- Wymagania zadań -
a) Proszę przedstawić w formie listy akapit tekstu rozpoczynający się od słów „Jaką niby normą?”, zachowując jego główne informacje.
b) Proszę przepisać z tekstu fragment od słów „Jeśli można wtrącić” aż do słów „zgodne z normą.”.

- Tekst do przeczytania -
__________________________________________________

Z góry dziękuję za odpowiedź.
Z wyrazami szacunku
Marek Jerzy Grądzki

Marcus L. Lucullus
Marcus L. Lucullus
8 lat temu
Odpowiedz do  Marek Jerzy Grądzki

Jeśli można wtrącić swoje trzy grosze… Marynarka dwurzędowa powinna mieć dziurki w obydwu klapach, zatem jedna dziurka w dwurzedówce jest wykroczeniem wobec normy. I istotnie, w sklepowych dwurzędówkach zazwyczaj jest butonierka tylko po jednej stronie, co nie jest zgodne z normą.
Pozdrawiam

Marek Jerzy Grądzki
Marek Jerzy Grądzki
8 lat temu
Odpowiedz do  Marcus L. Lucullus

Dziękuje Panu za uwagę. Rzeczywiście, poszperałem trochę i spytałem też mojego krawca, który podesłał mi reprinty rycin z modą męską sprzed IIWŚ lub być może nawet starszą. Wygląda na to, że dwie butonierki w dwurzędówce były normą już na przełomie XIX i XX wieku. Ale nadal ciekawi mnie skąd się mogło to wziąć.

Tomek
Tomek
8 lat temu
Odpowiedz do  Marcus L. Lucullus

Jaką niby normą? Budowa współczesnej marynarki wynika z jej archetypu. Ta dodatkowa dziurka, służyła poprostu do zapinania bluzy pod samą szyję. Zawsze była tylko jedna butonierka, po lewej stronie, niezależnie czy to marynarka jednorzędowa, czy dwurzędowa. Po prawej znajdował się dodatkowy guzik.
Angole lubią symetrię, stąd ten ich autorski wymysł umieszczenia dodatkowej butonierki z prawej strony. Wg mnie kompletnie bez sensu, podobnie jak „modowe smaczki” z butonierką w kołnierzu szalowym, czy w ostatnich latach – 2 butonierki, jedna pod drugą z lewej strony.

Marek Jerzy Grądzki
Marek Jerzy Grądzki
8 lat temu
Odpowiedz do  Tomek

Tak, za pewne nie ma żadnego „praktycznego” uzasadnienia dla pochodzenia dwóch butonierek, tak jak jest dla jednej. Ciekawe kto pierwszy i dlaczego zaczął je nosić. Z drugiej strony wygląda na to, że podwójna butonierka w dwurzędówkach jest powszechna już co najmniej sto lat. Jak dla mnie tak długi czas powszechnego utrzymywania się jakiegoś elementu budowy stroju świadczy już tym, że mamy do czynienia z „normą”, a nie chwilową modą. A więc mamy zabawną kolizję „bezpodstawnej normy” (2 butonierki) z uzasadnionym historycznie odstępstwem od niej (1 butonierka). Niech każdy wybierze to, co woli 🙂

Ciekawa sprawa, właśnie się zorientowałem, że (według angielskiej wiki), po angielsku używane słowo „boutonnière” oznacza kwiat wetknięty w naszą „butonierkę”, a nie samą dziurkę na guzik. Wzięli to oczywiście od francuzów, gdzie słowo to oznacza jednak już po prostu „dziurkę na guzik” (z tego co rozumiem każdą, nie tylko tę wyjątkową na klapie).

__________________________________________________

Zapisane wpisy
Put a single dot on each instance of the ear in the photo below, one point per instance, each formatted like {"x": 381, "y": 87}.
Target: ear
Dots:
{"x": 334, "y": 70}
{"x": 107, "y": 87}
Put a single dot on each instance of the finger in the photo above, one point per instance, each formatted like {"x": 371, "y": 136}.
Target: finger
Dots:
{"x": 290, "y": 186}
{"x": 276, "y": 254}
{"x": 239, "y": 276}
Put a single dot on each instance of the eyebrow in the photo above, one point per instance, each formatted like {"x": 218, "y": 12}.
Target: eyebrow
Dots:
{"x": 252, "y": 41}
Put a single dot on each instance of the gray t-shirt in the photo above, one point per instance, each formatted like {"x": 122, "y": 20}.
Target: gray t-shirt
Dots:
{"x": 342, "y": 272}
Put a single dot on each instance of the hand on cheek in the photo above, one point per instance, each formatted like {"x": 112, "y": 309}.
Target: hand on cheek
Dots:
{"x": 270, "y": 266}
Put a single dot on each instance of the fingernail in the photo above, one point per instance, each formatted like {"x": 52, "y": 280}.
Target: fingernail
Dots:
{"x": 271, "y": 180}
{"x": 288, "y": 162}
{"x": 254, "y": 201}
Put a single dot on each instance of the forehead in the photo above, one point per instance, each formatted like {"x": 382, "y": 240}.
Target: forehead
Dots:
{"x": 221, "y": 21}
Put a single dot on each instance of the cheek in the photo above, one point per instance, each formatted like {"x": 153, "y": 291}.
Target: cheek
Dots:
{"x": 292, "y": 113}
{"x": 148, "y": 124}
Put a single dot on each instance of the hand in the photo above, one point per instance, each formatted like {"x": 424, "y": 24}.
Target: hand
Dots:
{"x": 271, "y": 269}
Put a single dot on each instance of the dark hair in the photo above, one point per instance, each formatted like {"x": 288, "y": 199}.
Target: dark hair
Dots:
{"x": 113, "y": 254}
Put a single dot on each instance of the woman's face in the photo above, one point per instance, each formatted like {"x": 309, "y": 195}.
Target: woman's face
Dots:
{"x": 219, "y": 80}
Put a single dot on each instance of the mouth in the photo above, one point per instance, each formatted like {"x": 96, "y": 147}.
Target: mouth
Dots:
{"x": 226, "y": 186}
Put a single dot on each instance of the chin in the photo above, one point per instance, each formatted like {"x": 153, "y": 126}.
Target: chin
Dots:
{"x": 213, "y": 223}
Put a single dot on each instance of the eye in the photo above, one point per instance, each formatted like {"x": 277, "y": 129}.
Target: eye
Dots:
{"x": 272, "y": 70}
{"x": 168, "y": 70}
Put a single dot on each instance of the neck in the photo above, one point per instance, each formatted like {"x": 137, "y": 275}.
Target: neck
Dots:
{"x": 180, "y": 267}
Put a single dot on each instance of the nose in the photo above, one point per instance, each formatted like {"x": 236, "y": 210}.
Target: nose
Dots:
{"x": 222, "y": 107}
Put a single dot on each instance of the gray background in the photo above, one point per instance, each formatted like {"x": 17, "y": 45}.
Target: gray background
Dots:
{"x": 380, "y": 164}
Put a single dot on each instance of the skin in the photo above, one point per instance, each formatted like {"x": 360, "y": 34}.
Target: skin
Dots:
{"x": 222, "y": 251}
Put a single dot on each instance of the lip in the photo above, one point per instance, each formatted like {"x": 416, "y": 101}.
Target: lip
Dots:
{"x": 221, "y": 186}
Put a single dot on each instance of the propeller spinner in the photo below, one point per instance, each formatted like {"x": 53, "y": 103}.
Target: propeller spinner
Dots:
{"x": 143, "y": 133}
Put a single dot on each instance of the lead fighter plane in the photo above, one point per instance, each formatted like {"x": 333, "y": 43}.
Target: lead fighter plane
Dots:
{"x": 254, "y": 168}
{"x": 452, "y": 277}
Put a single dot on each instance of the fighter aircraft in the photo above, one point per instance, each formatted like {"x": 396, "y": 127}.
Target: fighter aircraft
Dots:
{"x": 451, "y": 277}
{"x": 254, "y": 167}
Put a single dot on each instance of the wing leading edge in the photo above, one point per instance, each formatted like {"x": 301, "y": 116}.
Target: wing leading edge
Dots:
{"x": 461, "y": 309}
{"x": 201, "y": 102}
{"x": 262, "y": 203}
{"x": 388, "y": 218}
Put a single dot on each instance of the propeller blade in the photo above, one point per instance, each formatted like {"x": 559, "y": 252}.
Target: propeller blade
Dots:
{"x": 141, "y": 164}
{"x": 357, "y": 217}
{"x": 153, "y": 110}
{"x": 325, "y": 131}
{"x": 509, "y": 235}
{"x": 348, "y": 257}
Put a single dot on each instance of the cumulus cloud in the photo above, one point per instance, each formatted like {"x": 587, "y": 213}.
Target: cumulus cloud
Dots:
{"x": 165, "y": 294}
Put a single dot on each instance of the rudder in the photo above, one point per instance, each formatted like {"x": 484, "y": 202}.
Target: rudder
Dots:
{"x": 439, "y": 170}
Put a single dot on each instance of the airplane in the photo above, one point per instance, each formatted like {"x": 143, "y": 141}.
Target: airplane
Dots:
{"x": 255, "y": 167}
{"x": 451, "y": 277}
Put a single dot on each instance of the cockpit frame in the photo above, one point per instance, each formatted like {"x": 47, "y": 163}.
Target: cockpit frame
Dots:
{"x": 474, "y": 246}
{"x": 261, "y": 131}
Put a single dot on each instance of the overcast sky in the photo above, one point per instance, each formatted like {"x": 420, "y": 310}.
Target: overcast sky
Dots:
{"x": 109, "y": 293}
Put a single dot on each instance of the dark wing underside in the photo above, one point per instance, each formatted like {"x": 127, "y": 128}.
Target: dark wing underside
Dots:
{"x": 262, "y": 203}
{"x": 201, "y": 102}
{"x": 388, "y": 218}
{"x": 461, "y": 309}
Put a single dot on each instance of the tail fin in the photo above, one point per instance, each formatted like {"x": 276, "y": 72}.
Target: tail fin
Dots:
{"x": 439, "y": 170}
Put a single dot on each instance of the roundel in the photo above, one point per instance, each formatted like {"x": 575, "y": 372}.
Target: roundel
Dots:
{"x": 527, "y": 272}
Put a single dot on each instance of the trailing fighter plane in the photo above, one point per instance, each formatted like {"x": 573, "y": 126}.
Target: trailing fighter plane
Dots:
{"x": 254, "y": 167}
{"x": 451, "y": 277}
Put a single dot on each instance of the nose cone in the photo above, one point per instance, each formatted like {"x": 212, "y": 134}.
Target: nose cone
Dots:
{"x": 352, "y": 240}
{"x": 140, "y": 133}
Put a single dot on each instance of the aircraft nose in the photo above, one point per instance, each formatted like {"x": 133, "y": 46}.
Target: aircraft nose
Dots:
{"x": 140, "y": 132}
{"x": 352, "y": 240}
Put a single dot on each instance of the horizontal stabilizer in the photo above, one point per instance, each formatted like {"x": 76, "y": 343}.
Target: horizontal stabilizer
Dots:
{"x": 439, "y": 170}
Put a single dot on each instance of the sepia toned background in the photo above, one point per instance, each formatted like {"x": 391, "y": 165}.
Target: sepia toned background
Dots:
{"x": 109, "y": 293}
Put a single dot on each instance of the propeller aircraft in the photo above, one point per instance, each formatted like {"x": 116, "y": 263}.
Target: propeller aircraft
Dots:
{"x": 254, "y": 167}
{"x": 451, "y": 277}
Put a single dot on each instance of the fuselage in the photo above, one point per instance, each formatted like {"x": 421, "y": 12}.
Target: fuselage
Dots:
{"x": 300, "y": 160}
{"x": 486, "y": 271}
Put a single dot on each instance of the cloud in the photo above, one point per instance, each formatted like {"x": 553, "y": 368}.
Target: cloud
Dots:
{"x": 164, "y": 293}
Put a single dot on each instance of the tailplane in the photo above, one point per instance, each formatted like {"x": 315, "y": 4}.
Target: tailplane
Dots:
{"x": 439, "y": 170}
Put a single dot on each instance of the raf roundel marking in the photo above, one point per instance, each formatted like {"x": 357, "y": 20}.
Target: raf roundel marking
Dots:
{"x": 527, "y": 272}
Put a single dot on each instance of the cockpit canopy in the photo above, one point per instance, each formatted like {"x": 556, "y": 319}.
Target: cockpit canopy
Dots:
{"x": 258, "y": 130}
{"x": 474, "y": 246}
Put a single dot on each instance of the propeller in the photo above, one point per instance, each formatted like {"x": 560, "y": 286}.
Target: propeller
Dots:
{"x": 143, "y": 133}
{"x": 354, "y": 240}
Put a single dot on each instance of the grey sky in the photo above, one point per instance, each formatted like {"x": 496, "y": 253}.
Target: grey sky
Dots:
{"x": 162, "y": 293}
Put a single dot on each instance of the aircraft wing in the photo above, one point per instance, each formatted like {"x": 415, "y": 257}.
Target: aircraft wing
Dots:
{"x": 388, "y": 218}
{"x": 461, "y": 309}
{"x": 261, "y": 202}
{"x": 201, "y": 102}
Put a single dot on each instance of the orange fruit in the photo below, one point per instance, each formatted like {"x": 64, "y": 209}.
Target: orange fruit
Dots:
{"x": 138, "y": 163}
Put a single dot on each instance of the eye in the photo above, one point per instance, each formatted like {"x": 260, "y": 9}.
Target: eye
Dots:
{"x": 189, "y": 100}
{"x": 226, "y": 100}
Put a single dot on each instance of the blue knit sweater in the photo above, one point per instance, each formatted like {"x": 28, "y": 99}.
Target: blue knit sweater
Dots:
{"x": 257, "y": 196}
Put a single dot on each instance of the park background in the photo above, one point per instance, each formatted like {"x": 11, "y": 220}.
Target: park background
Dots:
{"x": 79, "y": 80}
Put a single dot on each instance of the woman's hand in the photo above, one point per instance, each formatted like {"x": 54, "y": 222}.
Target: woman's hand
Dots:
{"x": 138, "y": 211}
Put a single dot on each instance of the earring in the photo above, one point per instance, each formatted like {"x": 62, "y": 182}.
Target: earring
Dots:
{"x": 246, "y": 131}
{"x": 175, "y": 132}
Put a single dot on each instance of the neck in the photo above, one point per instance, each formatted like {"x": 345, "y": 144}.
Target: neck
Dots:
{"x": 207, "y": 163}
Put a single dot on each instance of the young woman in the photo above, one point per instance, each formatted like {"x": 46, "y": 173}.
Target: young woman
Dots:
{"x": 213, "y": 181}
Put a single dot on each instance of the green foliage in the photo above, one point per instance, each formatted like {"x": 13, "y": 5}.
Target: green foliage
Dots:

__________________________________________________

- Odpowiedzi do zadań -
a)
- Budowa współczesnej marynarki wynika z jej archetypu.
- Dodatkowa dziurka służyła po prostu do zapinania bluzy pod samą szyję.
- Zawsze była tylko jedna butonierka, po lewej stronie, bez względu na to, czy marynarka była jednorzędowa, czy dwurzędowa.
- Po prawej stronie znajdował się dodatkowy guzik.

b)
Jeśli można wtrącić swoje trzy grosze… Marynarka dwurzędowa powinna mieć dziurki w obydwu klapach, zatem jedna dziurka w dwurzedówce jest wykroczeniem wobec normy. I istotnie, w sklepowych dwurzędówkach zazwyczaj jest butonierka tylko po jednej stronie, co nie jest zgodne z normą.